__경계 상자 기록__.
* * *
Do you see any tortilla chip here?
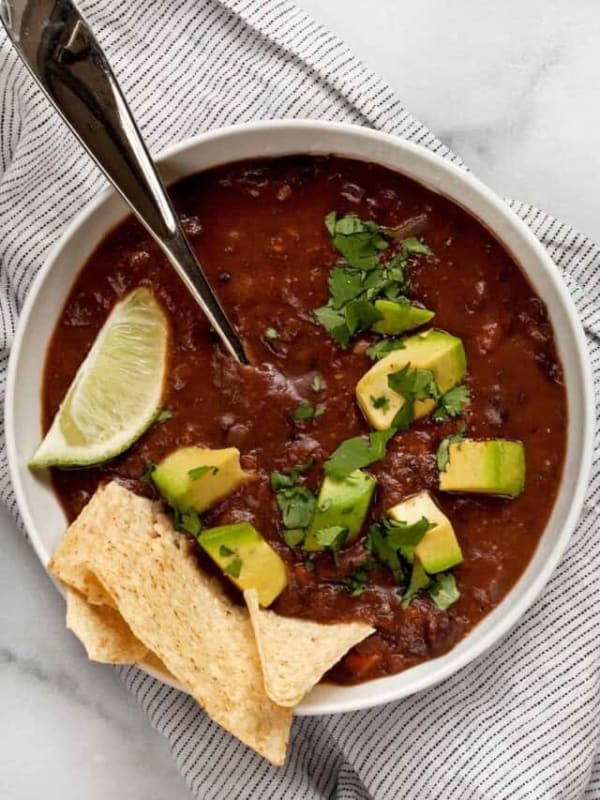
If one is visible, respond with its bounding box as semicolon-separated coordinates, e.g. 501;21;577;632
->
244;589;375;706
67;589;148;664
65;483;292;765
48;482;153;608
* * *
__과제 내용__. 위 목록 전체를 다시 쓰되, "tortilla chip" 자리에 "potato chip" 표현을 넣고 나머지는 그대로 두십시오. 그림은 답에서 빼십시오.

__실습 결과__.
Do you see any potato chip here?
If one is visible, respond with its bounding box as semicolon-separated coordinates, e.g. 501;21;577;632
->
244;589;375;706
67;589;148;664
65;483;292;765
48;482;153;608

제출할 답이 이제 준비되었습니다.